▸ Exercise task 1
List every country named in the article about Scarborough Shoal below.

▸ Document segment
Did a US ‘Line in the Sand’ at Scarborough Shoal Just Wash Away?

 
 

The Scarborough shoal, an obscure feature 120 nautical miles west of Luzon in the South China Sea, has been an unlikely locus of concern over a potential clash between the U.S. and China. Tension first flared there in 2012 when China effectively evicted Filipino fishermen from the shoal, which surrounds a fish-rich lagoon covering nearly 60 square miles. In March, the head of the U.S. Navy told reporters the Navy was concerned the Scarborough Shoal was “a next possible area of reclamation.” The possibility that China might build facilities capable of hosting jets or missiles within reach of Manila raises the specter of military clash with a U.S. treaty ally that could bring the U.S and China to blows. There is evidence the U.S. has worked behind the scenes to deter Chinese expansion at Scarborough Shoal and broker some arrangement between China and the Philippines over its use. However, the policies incoming populist Philippine President Rodrigo Duterte suggests he will implement may neuter U.S. efforts to keep China from expanding its South China Sea military infrastructure.

▸ Exercise task 2
Quote the part of the records that opens with the line containing "[segment] dry brown" and closes with the line containing "[[[9,236],[9,229],[5,224],[0,222],[0,248],[5,247]]]".

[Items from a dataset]

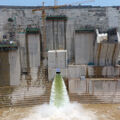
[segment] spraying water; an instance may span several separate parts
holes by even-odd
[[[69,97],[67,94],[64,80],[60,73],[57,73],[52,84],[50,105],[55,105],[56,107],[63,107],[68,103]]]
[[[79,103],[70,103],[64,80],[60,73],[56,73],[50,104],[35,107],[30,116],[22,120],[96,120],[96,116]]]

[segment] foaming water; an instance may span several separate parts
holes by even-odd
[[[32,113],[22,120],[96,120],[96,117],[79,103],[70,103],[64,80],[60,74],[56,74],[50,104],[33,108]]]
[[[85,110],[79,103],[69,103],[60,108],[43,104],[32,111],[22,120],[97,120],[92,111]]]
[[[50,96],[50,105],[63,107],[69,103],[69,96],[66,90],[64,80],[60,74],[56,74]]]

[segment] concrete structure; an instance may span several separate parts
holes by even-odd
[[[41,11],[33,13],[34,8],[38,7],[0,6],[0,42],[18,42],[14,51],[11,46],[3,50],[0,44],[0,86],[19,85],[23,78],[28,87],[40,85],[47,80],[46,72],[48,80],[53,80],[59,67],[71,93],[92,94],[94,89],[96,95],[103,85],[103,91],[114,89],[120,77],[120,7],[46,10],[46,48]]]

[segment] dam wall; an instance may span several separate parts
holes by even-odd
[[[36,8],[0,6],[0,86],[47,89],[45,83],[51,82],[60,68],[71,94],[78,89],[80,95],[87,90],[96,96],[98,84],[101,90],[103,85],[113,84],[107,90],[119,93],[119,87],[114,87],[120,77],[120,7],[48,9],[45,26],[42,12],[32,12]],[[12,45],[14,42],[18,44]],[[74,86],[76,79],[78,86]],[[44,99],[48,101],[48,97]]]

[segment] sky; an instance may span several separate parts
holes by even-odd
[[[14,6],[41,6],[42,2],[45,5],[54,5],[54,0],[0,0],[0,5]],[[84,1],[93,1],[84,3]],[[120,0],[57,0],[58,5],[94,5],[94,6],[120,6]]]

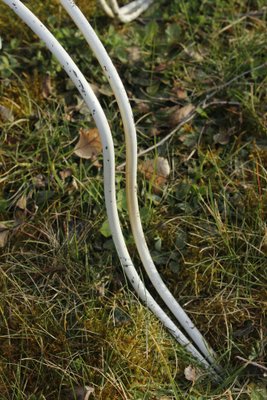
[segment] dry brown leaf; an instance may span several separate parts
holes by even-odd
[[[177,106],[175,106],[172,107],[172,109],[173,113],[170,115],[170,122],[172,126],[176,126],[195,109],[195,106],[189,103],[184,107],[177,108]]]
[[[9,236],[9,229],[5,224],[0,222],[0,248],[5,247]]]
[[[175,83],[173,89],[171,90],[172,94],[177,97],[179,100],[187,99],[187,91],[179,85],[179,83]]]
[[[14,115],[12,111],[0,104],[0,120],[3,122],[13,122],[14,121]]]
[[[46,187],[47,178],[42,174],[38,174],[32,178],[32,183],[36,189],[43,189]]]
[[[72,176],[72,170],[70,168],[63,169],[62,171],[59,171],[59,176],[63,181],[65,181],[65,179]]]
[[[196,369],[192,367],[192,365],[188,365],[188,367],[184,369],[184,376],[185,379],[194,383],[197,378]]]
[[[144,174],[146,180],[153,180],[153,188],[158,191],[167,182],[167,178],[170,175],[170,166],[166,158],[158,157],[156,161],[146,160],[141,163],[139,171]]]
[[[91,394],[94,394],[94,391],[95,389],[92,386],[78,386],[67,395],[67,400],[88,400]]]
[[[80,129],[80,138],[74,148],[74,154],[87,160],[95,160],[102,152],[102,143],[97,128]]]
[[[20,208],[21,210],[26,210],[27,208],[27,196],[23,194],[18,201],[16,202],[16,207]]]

▸ Task response 1
U.S., China, Philippines

▸ Task response 2
[segment] dry brown leaf; an instance may span several separate parts
holes by even-odd
[[[177,106],[175,106],[172,107],[172,109],[173,113],[170,115],[170,122],[172,126],[176,126],[195,109],[195,106],[189,103],[184,107],[177,108]]]
[[[9,236],[9,229],[5,224],[0,222],[0,248],[5,247]]]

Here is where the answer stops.